RECORDS |

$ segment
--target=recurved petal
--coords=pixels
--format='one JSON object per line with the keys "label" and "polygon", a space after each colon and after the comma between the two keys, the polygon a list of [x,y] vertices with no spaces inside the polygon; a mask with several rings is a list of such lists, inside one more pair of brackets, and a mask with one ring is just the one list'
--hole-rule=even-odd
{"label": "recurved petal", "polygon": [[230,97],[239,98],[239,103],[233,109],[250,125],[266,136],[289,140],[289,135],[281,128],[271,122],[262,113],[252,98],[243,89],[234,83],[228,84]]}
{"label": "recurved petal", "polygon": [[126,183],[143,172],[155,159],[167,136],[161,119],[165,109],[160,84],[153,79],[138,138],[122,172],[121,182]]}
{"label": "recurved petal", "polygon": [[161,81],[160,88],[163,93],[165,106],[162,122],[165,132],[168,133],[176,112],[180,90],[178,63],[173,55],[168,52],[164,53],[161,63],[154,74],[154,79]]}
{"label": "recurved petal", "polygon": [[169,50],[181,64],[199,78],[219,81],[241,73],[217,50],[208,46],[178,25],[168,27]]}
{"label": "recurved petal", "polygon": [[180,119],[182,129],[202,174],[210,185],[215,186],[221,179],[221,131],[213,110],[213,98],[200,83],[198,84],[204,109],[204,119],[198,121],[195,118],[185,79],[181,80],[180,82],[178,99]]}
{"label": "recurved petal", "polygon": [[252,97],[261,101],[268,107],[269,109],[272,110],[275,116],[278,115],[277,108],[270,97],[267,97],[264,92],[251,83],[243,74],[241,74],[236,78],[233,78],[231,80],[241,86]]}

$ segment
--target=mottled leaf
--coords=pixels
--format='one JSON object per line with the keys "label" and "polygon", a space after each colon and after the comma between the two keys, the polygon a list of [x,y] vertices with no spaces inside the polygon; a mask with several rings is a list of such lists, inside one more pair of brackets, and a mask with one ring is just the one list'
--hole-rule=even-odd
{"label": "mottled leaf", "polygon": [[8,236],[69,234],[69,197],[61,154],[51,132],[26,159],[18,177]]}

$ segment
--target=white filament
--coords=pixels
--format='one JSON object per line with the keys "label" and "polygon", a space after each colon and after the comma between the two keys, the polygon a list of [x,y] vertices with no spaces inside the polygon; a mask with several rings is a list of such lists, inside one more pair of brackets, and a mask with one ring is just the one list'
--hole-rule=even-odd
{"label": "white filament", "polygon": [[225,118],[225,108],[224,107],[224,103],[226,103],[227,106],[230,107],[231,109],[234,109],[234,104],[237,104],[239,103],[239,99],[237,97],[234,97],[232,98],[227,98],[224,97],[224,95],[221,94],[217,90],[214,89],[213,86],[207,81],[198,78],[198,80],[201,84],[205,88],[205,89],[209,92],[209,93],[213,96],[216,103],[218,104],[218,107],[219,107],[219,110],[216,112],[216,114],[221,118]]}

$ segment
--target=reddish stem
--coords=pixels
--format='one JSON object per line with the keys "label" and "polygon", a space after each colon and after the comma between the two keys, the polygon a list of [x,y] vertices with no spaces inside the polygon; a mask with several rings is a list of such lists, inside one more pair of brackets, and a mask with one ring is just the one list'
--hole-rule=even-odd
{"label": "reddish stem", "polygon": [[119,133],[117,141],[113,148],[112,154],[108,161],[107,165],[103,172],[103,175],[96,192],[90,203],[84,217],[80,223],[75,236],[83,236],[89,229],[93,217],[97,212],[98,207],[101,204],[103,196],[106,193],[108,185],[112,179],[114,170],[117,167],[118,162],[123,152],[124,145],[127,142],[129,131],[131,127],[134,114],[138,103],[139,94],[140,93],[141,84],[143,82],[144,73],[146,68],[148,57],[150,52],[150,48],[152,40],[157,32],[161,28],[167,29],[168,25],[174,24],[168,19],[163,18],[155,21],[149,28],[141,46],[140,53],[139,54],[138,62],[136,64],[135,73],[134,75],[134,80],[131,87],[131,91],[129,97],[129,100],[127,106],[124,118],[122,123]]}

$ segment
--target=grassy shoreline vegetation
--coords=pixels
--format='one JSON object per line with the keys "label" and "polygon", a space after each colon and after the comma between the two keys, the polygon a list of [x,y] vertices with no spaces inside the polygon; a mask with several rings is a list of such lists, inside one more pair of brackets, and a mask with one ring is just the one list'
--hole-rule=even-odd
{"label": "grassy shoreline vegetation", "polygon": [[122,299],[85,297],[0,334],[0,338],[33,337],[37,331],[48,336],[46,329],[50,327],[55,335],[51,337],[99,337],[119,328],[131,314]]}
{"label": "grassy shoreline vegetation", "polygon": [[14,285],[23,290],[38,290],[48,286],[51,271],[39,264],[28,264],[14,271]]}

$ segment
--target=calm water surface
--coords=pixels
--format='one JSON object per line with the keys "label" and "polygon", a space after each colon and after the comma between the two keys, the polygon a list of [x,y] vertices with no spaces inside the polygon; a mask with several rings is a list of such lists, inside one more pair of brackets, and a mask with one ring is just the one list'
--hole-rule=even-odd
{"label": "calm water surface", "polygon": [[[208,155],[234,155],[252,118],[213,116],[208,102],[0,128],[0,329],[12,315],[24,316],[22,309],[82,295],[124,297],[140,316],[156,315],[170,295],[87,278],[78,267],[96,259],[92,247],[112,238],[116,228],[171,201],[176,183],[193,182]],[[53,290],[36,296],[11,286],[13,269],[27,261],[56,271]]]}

EXERCISE DIRECTIONS |
Please display every line of the data above that contains the word "shoreline".

COMPLETE RESPONSE |
--target=grassy shoreline vegetation
{"label": "grassy shoreline vegetation", "polygon": [[122,299],[85,297],[0,334],[0,338],[33,337],[37,331],[48,336],[46,329],[50,327],[55,335],[51,337],[99,337],[119,328],[131,314]]}
{"label": "grassy shoreline vegetation", "polygon": [[14,285],[23,290],[38,290],[48,286],[51,271],[39,264],[28,264],[14,271]]}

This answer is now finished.